Passage provided
__________________________________________________

Took me a minute to work out why we've got weird indexes at 3:30; I was thinking of the number as ((1/2)/3)/4 which is really just 1/n! The expression is more ((1/2)/(3/4))/((5/6)/(7/8)) which explains the weird indexes. I should have spotted that sooner, but the writing it with only a slightly longer line to indicate order threw me off.
I had a hunch about 3:37 before you gave the answer! :) When I saw the partitioning into numerator and denominator I thought of the Thue-Morse sequence.
Why would anyone write it that way and I think je made a mistake f of x plus 1 in the denominator is not x plus 2^n it should be x plus 2 TIMES N since otherwise you are forgetting about the even numbers that are not powers of 2..

__________________________________________________

Set exercise 1
In the viewer comments, which sequence came to mind when one commenter saw the split into numerator and denominator?
The rows that follow are unrelated to the viewer comments.

__________________________________________________

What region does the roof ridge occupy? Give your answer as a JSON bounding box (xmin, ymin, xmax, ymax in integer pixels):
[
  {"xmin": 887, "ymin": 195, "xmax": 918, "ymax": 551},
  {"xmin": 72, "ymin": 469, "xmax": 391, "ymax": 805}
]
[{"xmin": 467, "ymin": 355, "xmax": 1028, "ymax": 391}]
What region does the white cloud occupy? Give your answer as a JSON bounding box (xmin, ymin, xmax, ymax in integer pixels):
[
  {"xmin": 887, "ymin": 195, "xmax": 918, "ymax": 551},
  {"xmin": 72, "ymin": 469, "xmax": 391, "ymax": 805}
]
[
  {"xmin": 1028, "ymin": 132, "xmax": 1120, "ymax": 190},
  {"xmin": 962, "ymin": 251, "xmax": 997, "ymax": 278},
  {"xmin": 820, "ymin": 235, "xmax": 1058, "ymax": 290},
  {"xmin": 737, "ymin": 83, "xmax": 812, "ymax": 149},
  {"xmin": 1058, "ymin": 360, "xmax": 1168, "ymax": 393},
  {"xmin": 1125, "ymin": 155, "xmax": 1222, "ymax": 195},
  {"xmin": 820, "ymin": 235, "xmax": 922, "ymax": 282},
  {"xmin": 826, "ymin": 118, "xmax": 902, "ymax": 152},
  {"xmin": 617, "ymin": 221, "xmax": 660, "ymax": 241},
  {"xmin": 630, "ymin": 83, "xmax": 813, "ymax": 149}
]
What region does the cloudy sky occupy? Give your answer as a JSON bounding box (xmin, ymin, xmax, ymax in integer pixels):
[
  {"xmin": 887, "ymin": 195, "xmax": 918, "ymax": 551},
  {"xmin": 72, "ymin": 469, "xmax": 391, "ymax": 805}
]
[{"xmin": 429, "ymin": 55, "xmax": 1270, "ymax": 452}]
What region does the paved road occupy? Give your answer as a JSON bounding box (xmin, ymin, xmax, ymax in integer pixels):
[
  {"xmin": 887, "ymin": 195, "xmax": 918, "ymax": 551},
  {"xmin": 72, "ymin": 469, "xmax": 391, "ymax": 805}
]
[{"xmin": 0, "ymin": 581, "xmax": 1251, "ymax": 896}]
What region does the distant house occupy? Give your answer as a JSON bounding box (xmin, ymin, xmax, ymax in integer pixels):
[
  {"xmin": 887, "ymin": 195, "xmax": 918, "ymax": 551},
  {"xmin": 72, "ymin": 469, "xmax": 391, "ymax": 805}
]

__________________________________________________

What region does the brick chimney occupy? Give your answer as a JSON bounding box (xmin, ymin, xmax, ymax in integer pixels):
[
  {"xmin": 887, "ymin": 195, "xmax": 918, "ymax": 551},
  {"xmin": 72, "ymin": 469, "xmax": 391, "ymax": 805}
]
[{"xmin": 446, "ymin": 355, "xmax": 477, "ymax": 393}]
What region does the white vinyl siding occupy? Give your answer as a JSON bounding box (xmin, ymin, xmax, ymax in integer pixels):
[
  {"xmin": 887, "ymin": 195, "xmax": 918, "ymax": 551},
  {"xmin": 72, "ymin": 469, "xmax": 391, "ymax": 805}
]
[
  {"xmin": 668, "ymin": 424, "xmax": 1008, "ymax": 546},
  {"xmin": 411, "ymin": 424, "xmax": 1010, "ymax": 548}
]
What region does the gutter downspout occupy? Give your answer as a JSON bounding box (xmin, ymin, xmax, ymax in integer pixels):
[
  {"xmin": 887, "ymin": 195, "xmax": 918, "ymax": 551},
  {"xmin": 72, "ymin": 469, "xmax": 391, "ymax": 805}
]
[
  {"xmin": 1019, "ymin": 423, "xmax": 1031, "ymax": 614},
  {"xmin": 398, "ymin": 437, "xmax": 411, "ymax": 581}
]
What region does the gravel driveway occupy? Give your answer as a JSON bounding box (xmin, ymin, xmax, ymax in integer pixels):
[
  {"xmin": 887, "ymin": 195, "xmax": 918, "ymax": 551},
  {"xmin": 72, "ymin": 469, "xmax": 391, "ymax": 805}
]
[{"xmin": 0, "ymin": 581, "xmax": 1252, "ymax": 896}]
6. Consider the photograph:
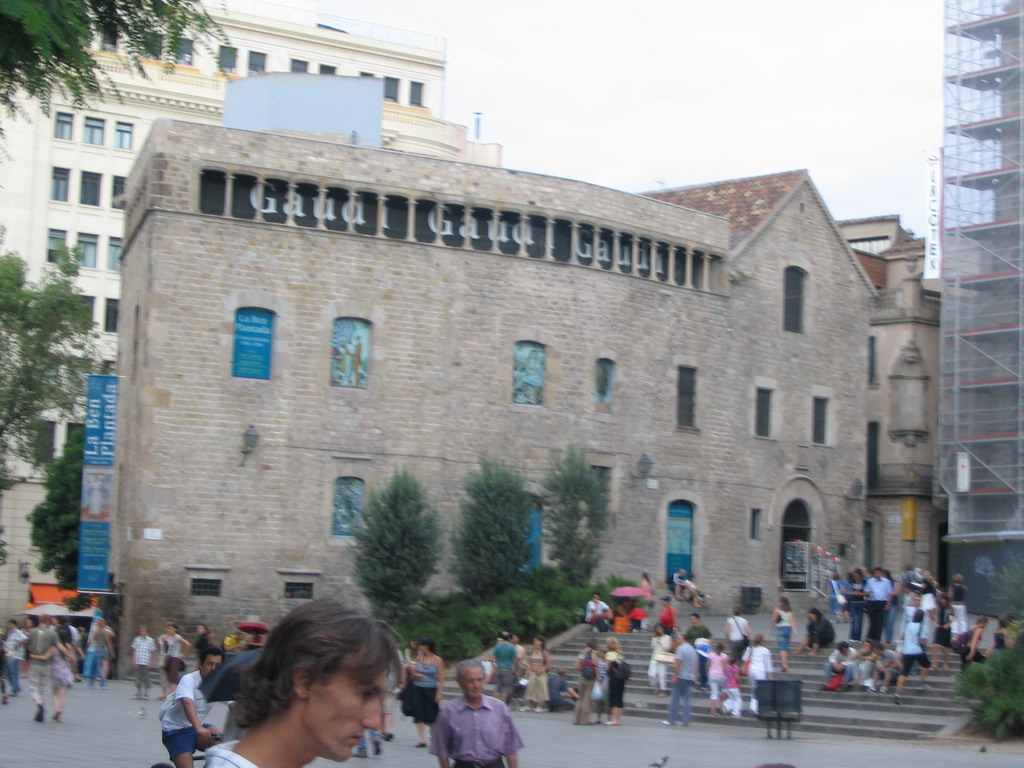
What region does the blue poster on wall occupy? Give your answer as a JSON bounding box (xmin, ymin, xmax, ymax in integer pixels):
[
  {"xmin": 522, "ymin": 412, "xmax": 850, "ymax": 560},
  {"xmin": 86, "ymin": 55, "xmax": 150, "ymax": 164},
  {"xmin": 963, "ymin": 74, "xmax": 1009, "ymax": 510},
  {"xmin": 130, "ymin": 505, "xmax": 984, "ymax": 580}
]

__________________________________________________

Set exercise 2
Filter the rows, keeping only the lines that contain the string "white".

Response 1
The Thue-Morse sequence.

Response 2
What region does the white cloud occupy? Give your answer as a JSON bounding box (xmin, ymin, xmax, ymax in integer pixels):
What region does the white vinyl siding occupy? Give your answer as a JSON bounding box (xmin, ymin, xmax, ymax in integer pixels):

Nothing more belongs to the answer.